§ Text segment
[start]

Sunday, March 01, 2020

On the First Sunday in Lent -- Walking the Via Christi

From the pulpit of All Saint's Anglican Church this morning:

Five days ago, many followers of Christ set off on their Lenten journey, but this wasn’t always the case for the Church.  In the earliest days of the Church, Lent would have started tomorrow. This observance existed until the sixth century, when in the west, the start of lent shifted backwards to the preceding Wednesday. In this, Lent would consist of forty weekdays.  Interestingly, our Eastern brothers and sisters continue to begin their “great Lent” tomorrow. Much has changed in the millennia following its inception.  Today, for the irreligious, Lent has become the fodder for crass jokes and banal humor. For much of Western Evangelicalism, Lent is dismissed outright as something “Catholics do”.  Mockers will continue to mock this season of Lent.  Yet for all of those who name Jesus as their redeemer, in their dismissal of the Lenten season, rob themselves of a great blessing.  This season of Lent is integral to our spiritual lives as Anglicans, allowing to take forty days of intentional devotion to our Lord.  Within our Prayer Books, we see an unambiguous call to this proactive consideration to a Call to a Holy Lent.  In this, we read of the purposeful activities that the greater Church engaged herself with.  It was a time when Catechumens, those desiring to become children of the Almighty, received instruction in the faith they were preparing to profess.  While others, those who had committed grievous sin, underwent church discipline and awaited reconciliation as they bore fruits of true repentance.

[end]

§ Information given
[start]

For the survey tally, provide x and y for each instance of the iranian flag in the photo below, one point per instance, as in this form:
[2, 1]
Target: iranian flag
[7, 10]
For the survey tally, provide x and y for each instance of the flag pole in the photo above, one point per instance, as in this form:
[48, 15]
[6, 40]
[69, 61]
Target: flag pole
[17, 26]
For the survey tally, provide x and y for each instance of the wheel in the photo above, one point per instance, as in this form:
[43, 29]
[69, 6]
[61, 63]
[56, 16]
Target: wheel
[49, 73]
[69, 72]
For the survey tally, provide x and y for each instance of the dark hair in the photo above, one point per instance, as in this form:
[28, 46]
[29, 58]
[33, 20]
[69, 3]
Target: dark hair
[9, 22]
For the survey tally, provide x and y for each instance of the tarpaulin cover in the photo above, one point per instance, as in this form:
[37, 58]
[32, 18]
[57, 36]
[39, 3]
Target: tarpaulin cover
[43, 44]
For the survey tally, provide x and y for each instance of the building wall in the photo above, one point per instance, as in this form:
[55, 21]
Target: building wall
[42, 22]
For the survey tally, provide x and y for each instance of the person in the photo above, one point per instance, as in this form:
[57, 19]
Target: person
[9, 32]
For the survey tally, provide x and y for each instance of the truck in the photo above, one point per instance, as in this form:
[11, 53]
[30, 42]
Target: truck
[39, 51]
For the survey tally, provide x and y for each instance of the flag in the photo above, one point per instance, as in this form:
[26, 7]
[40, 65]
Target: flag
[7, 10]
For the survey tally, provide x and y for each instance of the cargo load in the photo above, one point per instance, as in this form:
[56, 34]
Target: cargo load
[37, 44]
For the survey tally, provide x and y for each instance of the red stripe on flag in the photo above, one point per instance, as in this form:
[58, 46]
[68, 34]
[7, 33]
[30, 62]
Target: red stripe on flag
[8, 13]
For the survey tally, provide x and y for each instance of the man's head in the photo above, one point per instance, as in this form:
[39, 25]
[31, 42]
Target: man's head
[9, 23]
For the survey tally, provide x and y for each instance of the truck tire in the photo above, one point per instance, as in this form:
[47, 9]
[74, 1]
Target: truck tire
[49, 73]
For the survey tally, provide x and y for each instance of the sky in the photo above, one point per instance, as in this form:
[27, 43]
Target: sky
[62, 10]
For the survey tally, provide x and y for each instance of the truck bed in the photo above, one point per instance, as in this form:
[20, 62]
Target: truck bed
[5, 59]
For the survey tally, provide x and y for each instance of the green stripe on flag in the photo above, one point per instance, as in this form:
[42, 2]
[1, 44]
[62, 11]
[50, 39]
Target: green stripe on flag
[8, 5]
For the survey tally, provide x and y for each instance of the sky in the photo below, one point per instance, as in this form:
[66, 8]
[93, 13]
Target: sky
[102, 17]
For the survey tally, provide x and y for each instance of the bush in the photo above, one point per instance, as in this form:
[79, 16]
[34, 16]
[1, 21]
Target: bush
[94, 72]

[end]

§ Given request A
Decide whether each statement below agrees with the Lent sermon, answering yes or no and quoting the words from the sermon that settle it. (i) In the sixth century, the start of Lent in the west moved back to the preceding Wednesday. (ii) Eastern Christians now begin their great Lent on the same Wednesday as the west. (iii) Catechumens underwent church discipline and awaited reconciliation.
§ Given request B
Write the next part of the Lent sermon, beginning after its final sentence.

§ Expected output A
(i) Yes: "This observance existed until the sixth century, when in the west, the start of lent shifted backwards to the preceding Wednesday."
(ii) No: "Interestingly, our Eastern brothers and sisters continue to begin their “great Lent” tomorrow."
(iii) No: "It was a time when Catechumens, those desiring to become children of the Almighty, received instruction in the faith they were preparing to profess."

§ Expected output B
I have, in years past, set out with the best intentions of pursuing a holy lent only to see those intentions cater off the edge of the runway.  This can be laid at the feet of attempting the Spiritual through the agency of the Flesh. Being a slow learner, I’d dust myself off and try again next Lent.  Now, given a popular definition of insanity, that being repeatedly following the same steps while expecting different results on the next go, I was doomed to failure.  Yet, what if we were to consider something novel, something that has been right in front of us all these years? What if in following the example of Christ Jesus in his forty days in the desert, we could see that in that example, he blazed a path, a Via Christie of sorts, where we might also reap the fruits of a Holy Lent. Its from this than I’ve titled these thoughts, “The Via Christi”.

Led by the Spirit.  Jesus was led by the Spirit into the Desert for a forty day Fast.  Scripture speaks to the purpose of this type of fasting, so even though scripture is silent in this case, we can confidently believe that this fast was a time that allowed him to set self aside for the purpose of hearing from God the Father. There is scriptural precedent to believe this was a period of Divine Communion as witnessed in the life of Moses captured in the Book of the Exodus:

[Exo 34:28 ESV] 28 So he was there with the LORD forty days and forty nights. He neither ate bread nor drank water. And he wrote on the tablets the words of the covenant, the Ten Commandments.

I accept the Scriptures intentional silence of what occurred on those hot days and cold nights in the Judean wastelands.  We can glean that he was exposed to cold nights as whatever warmth from the day disappeared under clear desert skies.  In this primitive setting, Jesus waited, watched, and prayed.  At the end of forty days, Jesus was hungry.   Though there’s an impulse to consider this an understatement, I believe its quite the opposite, pointing to the absolute humanity of Jesus the Nazarene.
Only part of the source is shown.